*** TASK DATA ***
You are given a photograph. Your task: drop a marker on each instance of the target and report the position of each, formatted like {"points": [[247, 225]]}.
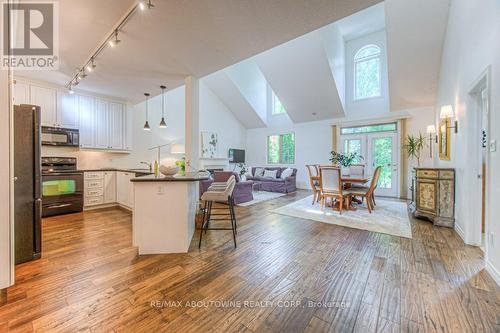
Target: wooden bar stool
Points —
{"points": [[221, 193]]}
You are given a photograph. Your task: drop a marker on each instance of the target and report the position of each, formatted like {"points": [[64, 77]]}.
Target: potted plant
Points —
{"points": [[243, 171], [414, 146], [344, 160]]}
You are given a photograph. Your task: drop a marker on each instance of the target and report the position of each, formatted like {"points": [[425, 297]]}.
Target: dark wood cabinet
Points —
{"points": [[434, 193]]}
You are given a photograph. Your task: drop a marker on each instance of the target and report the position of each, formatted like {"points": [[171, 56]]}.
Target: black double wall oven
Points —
{"points": [[62, 186]]}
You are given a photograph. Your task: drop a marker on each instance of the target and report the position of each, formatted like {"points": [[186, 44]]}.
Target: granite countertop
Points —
{"points": [[188, 177], [136, 171]]}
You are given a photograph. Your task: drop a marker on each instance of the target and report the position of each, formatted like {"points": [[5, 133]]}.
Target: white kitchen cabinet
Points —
{"points": [[109, 187], [116, 125], [86, 109], [20, 93], [46, 98], [67, 110], [101, 124], [127, 127], [125, 189]]}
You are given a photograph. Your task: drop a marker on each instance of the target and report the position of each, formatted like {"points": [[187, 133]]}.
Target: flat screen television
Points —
{"points": [[236, 155]]}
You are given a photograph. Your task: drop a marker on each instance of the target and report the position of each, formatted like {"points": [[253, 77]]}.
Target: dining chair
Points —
{"points": [[368, 192], [357, 170], [331, 186], [313, 172]]}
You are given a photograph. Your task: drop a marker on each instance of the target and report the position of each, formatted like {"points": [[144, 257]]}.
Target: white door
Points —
{"points": [[109, 187], [21, 93], [46, 99], [116, 122], [101, 124], [67, 110], [86, 106], [382, 151]]}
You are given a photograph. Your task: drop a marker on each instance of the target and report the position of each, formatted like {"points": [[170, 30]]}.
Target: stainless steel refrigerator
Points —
{"points": [[27, 183]]}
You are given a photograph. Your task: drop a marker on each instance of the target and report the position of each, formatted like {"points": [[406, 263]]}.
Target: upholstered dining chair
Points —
{"points": [[313, 172], [368, 192], [331, 186]]}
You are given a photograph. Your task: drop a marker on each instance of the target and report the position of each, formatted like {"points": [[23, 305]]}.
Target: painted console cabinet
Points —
{"points": [[435, 195]]}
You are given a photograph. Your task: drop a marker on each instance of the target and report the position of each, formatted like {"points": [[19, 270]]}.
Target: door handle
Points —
{"points": [[59, 206]]}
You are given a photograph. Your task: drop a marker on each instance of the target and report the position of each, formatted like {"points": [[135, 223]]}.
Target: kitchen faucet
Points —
{"points": [[150, 165]]}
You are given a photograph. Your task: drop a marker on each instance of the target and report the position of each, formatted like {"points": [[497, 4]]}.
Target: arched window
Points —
{"points": [[367, 72]]}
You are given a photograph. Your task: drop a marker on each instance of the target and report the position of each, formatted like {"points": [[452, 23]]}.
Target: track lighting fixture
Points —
{"points": [[111, 41], [116, 41], [91, 66], [143, 5], [146, 124], [163, 124]]}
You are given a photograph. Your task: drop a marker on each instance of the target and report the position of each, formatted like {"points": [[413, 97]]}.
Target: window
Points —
{"points": [[367, 72], [281, 149], [278, 108], [389, 127]]}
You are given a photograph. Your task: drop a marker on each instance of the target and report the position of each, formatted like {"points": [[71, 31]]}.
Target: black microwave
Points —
{"points": [[56, 136]]}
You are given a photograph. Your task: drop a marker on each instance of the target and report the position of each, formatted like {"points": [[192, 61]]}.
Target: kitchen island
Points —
{"points": [[164, 212]]}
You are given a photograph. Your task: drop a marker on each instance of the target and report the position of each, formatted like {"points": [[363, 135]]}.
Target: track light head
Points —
{"points": [[91, 66], [163, 124], [116, 41]]}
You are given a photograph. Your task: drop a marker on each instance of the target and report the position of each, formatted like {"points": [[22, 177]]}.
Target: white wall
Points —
{"points": [[313, 143], [6, 262], [471, 45], [371, 106], [214, 117]]}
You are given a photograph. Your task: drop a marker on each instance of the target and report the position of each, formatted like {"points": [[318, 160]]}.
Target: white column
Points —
{"points": [[192, 136], [6, 186]]}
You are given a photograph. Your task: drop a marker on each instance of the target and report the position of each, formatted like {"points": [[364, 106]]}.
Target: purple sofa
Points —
{"points": [[275, 184], [242, 190]]}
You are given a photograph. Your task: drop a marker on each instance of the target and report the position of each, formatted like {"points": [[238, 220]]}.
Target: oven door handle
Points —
{"points": [[58, 206]]}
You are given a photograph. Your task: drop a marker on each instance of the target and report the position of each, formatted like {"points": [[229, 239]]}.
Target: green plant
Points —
{"points": [[344, 160], [243, 168], [414, 146], [182, 164]]}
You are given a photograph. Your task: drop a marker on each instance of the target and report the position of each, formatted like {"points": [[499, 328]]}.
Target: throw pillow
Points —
{"points": [[270, 173], [259, 172], [286, 173]]}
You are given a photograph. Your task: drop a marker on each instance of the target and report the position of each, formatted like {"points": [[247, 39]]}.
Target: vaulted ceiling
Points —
***
(TO BE DONE): Pull out every line of the records that contains the string "oven", matching case exactly.

(FINAL RESULT):
Target: black double wall oven
Target: oven door handle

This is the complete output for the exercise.